◆ **PROBLEM A**:
Please condense the paragraph beginning "Garrison S. Johnson, while serving" from the article on the Unruh Act ruling into a short bulleted list that keeps its main facts.
◆ **PROBLEM B**:
Change the passage of the article on the Unruh Act ruling starting at "Presiding Justice Dennis" and ending at "leave to amend.", writing "Wednesday" in place of "Tuesday".

═════ TEXT SECTION

Thursday, September 17, 2020
Court of Appeal:
Male Inmate Claiming Gender Bias Can’t Sue Under Unruh Act
By Sandra Hong, Staff Writer
A male state prisoner claiming an equal protection violation because those of his gender are not permitted to buy certain food and personal care products that female prisoners can obtain, cannot maintain an action under the Unruh Civil Rights Act, the Court of Appeal for this district has held, declaring that the act does not create rights where other laws have reasonably limited them.
Garrison S. Johnson, while serving at the state prison in Lancaster, sued prison commissary vendor Walkenhorst’s Inc., alleging the company’s refusal to sell certain goods, including Kurtz BBQ Sauce and Cetaphil facial cleanser, to both male and female inmates violated the Equal Protection Clause under state and federal constitutions and California Civil Code §51, the Unruh Act, which says, in part:
“All persons within the jurisdiction of this state are free and equal, and no matter what their sex, race, color, religion, ancestry, national origin, disability, medical condition, genetic information, marital status, sexual orientation, citizenship, primary language, or immigration status are entitled to the full and equal accommodations, advantages, facilities, privileges, or services in all business establishments of every kind whatsoever.”
Presiding Justice Dennis M. Perluss’s unpublished opinion, which was filed Tuesday, affirms a judgment of dismissal which followed Los Angeles Superior Court Judge Randolph Rogers’s sustaining of a demurrer without leave to amend.

══════════
═════ SUPPLIED DATA

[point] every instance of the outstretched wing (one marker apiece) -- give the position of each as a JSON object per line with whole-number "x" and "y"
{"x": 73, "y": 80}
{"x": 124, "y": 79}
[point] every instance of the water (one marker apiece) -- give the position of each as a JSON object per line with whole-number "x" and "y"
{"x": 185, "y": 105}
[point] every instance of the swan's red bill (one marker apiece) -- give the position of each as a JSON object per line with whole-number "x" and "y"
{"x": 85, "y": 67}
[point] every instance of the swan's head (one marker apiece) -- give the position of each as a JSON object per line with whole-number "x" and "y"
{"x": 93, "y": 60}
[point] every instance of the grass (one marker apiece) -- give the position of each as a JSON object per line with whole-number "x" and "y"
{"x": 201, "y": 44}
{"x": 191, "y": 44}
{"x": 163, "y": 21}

══════════
═════ SUPPLIED DATA

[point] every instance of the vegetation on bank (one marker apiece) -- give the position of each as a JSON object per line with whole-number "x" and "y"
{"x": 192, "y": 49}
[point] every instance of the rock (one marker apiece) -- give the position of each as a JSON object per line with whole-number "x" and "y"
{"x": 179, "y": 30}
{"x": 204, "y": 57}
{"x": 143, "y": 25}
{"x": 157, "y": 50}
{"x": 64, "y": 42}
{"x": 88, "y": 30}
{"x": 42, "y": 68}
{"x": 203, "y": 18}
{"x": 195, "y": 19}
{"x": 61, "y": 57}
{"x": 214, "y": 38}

══════════
═════ SUPPLIED DATA

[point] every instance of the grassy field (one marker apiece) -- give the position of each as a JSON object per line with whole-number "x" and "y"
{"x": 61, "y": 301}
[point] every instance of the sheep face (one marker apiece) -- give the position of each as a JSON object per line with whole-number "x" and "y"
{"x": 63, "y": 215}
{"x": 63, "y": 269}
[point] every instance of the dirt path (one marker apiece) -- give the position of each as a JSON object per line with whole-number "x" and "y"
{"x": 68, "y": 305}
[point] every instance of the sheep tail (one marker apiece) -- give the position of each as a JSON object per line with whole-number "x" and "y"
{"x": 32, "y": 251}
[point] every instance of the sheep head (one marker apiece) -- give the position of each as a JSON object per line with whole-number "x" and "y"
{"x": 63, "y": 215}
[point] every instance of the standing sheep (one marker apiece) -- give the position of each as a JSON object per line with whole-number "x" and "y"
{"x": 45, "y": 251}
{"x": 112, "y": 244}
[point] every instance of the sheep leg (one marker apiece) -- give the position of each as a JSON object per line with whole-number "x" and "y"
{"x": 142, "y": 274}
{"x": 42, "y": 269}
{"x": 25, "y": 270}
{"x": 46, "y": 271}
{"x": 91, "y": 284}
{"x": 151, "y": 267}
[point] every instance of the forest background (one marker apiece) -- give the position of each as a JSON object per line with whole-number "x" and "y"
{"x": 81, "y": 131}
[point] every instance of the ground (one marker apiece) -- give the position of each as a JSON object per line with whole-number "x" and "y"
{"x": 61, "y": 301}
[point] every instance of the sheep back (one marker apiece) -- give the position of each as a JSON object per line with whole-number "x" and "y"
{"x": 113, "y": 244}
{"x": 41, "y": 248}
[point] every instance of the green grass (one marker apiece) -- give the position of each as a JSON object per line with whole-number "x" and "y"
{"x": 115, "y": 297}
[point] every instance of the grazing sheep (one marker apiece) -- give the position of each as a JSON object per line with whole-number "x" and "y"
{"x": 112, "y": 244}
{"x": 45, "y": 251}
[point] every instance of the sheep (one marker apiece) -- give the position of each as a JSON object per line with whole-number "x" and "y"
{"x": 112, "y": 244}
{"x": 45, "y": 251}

══════════

◆ **TASK SOLUTION A**:
- Garrison S. Johnson, while serving at the state prison in Lancaster, sued prison commissary vendor Walkenhorst's Inc.
- He alleged the company refused to sell certain goods, including Kurtz BBQ Sauce and Cetaphil facial cleanser, to both male and female inmates.
- He claimed this violated the Equal Protection Clause under the state and federal constitutions and the Unruh Act, California Civil Code §51.

◆ **TASK SOLUTION B**:
Presiding Justice Dennis M. Perluss’s unpublished opinion, which was filed Wednesday, affirms a judgment of dismissal which followed Los Angeles Superior Court Judge Randolph Rogers’s sustaining of a demurrer without leave to amend.